What is Dreambooth and how to use it?

When the model knows who you are, you can put yourself in art, and things get interesting.

Oct 28, 2022

(if you are reading this in Gmail, it has a lot of images. Click "View entire message" at the bottom to open the whole thing or just view it online)

Stable Diffusion is a pretty incredible open source text to image model.

Enter text like ‘cat in intricate armor’ and it can make amazing images.

Because it is open source, it has led to an explosion of art and tools and experiments over the last couple of months.

(image source tweets, both linked and embedded below)

But can you do it again?

One big issue with large language models is repeatability. Or in other words, controlling the subject’s appearance and identity using text is very hard. If you want multiple images of various things with the same subject it can be very difficult.

Pictures speak louder than words, so here is an example.

You are creating images for a story about a:

knight, who
fights then
befriends a dragon.

We want three images.

A knight
a knight fighting a dragon, and
a knight riding a dragon.

Let’s call the knight Sir Dagger.

It is easy to get cool images of knights using Stable Diffusion.

» Material provided:
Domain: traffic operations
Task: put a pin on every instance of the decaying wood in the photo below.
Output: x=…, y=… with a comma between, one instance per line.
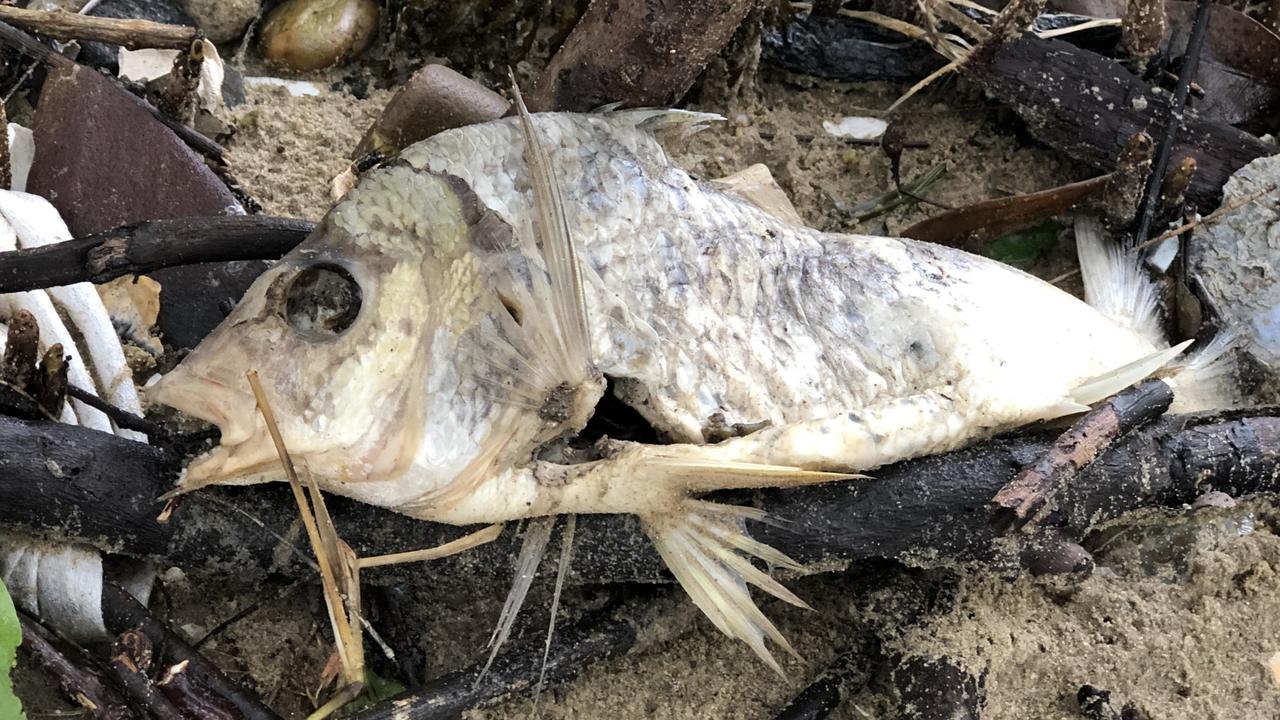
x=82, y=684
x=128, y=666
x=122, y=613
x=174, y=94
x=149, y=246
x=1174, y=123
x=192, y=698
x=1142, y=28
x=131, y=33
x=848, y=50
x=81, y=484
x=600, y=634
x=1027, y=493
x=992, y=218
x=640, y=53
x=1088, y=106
---
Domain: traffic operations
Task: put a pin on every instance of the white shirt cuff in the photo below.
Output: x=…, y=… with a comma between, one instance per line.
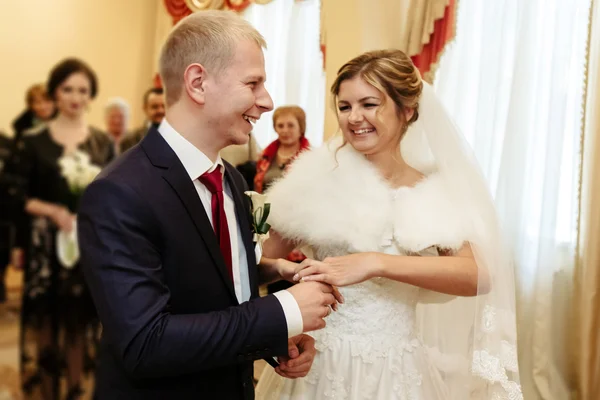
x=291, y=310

» Directions for this task:
State the name the Dreambooth text gives to the knight in its story example. The records aren't needed for this.

» Solved problem:
Sir Dagger